--- WHAT THE TASK ASKS ---
Reproduce the entries verbatim from the line containing "Every instance of the glacier" through the line containing "<point>179,99</point>", inclusive.

--- RECORD EXTRACTS ---
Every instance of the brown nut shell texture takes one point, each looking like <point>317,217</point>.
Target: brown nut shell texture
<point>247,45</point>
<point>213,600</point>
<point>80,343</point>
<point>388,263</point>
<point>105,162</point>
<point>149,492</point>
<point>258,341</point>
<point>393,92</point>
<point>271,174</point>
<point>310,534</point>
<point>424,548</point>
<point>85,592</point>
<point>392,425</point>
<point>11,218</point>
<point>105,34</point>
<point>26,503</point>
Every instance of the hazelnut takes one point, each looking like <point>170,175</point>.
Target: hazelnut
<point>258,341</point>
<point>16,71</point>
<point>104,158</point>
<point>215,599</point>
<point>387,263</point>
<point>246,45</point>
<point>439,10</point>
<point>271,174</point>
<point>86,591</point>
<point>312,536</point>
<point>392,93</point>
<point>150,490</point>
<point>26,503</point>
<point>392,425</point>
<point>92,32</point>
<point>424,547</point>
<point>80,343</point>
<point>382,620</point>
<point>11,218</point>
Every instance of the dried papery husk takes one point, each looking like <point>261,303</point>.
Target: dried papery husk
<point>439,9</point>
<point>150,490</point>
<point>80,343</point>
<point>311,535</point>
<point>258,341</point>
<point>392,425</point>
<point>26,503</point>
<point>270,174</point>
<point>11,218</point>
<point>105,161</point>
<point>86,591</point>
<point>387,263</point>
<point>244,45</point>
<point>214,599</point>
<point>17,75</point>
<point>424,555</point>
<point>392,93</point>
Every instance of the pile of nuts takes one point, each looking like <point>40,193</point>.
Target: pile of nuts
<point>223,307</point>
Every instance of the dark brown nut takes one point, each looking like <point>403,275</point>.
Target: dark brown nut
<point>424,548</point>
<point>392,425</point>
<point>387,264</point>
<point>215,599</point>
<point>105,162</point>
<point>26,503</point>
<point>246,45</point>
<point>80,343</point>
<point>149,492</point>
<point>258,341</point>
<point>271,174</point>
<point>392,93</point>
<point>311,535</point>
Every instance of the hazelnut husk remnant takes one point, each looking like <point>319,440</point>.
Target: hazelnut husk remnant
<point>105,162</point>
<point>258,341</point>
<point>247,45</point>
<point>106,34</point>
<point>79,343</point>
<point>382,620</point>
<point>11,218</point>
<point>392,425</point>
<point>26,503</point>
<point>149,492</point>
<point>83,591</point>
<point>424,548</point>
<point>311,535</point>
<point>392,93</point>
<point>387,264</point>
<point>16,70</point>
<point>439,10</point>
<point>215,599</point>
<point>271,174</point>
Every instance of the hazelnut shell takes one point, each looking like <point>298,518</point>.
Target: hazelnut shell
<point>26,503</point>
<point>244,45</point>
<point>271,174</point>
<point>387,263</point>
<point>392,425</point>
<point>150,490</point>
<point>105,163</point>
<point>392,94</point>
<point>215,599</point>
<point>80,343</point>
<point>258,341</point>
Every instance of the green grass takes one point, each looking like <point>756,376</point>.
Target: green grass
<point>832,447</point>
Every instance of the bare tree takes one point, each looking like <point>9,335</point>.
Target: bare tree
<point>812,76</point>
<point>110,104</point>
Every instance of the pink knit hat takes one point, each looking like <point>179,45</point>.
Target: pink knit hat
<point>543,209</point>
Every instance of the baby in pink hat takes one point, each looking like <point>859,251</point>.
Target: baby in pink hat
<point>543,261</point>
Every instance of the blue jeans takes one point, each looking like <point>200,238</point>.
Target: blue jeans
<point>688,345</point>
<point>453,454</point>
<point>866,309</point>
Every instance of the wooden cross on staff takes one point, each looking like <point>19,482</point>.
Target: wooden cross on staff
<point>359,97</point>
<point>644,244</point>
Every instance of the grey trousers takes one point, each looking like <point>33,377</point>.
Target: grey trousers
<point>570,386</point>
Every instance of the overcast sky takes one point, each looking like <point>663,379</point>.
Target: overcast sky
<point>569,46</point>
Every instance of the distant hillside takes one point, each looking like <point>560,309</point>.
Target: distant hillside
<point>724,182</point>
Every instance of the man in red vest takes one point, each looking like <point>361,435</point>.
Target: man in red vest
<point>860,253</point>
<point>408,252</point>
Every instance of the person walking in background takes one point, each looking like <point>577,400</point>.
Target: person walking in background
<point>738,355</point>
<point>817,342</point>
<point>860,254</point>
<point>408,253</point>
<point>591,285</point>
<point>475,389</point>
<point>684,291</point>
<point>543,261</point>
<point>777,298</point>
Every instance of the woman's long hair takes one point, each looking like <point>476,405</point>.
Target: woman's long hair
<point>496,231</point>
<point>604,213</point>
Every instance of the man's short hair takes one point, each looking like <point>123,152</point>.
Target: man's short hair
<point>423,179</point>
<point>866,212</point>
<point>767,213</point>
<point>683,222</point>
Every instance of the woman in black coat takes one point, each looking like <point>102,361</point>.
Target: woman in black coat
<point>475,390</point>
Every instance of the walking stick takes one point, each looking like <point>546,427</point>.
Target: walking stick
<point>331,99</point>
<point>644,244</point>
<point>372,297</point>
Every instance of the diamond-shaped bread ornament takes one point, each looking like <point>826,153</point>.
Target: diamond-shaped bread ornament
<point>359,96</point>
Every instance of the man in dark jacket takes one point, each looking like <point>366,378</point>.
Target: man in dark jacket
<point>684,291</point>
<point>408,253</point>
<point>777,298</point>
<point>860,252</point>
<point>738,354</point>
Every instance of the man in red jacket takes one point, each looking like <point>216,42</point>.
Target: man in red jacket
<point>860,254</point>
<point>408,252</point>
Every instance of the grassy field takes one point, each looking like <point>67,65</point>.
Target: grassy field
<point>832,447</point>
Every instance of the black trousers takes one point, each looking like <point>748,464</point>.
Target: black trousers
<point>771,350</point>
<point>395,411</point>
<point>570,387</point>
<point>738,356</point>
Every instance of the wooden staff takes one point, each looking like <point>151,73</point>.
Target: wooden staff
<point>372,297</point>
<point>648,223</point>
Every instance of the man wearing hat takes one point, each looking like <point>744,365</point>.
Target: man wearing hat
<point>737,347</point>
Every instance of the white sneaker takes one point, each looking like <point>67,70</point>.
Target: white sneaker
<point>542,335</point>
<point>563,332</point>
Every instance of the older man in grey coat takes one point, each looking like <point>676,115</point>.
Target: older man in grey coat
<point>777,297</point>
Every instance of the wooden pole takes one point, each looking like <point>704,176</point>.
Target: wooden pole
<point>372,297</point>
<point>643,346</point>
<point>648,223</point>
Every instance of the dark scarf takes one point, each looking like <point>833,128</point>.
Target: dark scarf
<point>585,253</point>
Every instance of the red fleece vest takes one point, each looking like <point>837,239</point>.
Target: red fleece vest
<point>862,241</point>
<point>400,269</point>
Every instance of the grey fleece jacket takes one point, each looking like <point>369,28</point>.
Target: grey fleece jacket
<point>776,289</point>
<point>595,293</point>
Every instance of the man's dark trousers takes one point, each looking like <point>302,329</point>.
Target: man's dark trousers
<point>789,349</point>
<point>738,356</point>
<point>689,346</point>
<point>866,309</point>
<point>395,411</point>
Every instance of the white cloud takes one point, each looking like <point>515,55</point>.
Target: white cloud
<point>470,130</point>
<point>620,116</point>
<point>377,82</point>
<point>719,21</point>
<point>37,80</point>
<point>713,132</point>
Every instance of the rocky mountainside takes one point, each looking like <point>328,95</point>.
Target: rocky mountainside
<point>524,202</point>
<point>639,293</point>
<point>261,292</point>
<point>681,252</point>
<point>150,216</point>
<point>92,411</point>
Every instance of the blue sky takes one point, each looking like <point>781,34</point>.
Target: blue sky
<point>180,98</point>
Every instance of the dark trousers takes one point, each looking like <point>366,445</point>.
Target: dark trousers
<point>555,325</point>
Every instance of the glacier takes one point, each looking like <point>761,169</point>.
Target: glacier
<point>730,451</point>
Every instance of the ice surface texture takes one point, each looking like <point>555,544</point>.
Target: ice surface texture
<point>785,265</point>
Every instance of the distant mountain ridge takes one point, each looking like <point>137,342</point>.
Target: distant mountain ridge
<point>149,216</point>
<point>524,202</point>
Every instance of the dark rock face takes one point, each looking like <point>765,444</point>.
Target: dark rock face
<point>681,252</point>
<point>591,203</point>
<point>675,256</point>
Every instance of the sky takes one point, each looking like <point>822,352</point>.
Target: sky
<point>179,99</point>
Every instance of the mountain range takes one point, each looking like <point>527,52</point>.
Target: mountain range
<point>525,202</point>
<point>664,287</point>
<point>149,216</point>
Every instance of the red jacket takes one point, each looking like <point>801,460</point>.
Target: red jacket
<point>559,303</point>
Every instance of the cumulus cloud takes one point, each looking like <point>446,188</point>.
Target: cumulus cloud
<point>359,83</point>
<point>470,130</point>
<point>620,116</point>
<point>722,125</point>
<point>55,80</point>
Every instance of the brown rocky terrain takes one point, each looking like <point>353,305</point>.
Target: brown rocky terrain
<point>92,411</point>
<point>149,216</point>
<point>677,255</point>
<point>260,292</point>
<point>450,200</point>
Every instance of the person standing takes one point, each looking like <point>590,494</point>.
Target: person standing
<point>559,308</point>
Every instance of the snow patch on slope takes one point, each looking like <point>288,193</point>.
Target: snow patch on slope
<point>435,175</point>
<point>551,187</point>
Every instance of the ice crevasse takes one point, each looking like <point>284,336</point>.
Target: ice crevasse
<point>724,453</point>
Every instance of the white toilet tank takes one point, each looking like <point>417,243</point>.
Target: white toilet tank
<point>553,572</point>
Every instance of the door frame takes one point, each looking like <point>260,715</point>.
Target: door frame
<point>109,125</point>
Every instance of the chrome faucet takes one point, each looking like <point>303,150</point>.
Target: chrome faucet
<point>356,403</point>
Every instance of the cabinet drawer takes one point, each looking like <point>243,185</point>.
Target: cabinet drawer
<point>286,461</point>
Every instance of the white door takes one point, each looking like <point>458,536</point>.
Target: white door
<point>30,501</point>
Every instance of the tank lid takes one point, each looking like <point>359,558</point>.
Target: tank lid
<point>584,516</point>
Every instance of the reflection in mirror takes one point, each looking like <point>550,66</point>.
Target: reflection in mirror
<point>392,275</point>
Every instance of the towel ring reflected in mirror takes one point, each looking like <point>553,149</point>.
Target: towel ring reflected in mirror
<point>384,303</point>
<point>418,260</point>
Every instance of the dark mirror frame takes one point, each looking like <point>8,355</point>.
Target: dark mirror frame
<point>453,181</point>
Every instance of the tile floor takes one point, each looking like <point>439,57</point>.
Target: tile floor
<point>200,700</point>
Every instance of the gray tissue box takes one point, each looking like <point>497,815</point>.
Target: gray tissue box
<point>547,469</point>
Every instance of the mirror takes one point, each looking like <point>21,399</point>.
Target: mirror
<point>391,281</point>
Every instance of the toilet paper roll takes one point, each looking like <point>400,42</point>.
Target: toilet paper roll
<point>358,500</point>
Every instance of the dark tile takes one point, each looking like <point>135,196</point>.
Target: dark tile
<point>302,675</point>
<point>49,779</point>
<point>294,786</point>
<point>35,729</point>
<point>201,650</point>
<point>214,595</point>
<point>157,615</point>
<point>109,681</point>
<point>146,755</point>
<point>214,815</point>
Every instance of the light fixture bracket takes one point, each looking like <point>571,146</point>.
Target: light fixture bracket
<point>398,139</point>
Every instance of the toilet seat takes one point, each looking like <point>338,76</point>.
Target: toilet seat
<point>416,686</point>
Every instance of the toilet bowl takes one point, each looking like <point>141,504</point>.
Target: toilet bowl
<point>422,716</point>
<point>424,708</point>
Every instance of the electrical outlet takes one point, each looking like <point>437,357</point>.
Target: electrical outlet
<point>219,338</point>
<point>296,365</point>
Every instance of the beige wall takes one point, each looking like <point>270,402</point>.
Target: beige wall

--- EXERCISE OUTPUT ---
Every instance of the glacier takes one point, each looking like <point>761,169</point>.
Target: glacier
<point>730,451</point>
Every instance of the ice surface texture takes one point, each looking like <point>555,544</point>.
Target: ice surface texture
<point>785,265</point>
Every instance of the distant mountain ridge takes one point, each looking like <point>137,342</point>.
Target: distant mountain ridge
<point>149,216</point>
<point>524,202</point>
Every instance of the dark rock face takes one point, each looking like <point>765,444</point>.
Target: dark rock face
<point>681,252</point>
<point>591,203</point>
<point>675,256</point>
Every instance of the sky takes one point, each looking like <point>822,352</point>.
Target: sky
<point>179,99</point>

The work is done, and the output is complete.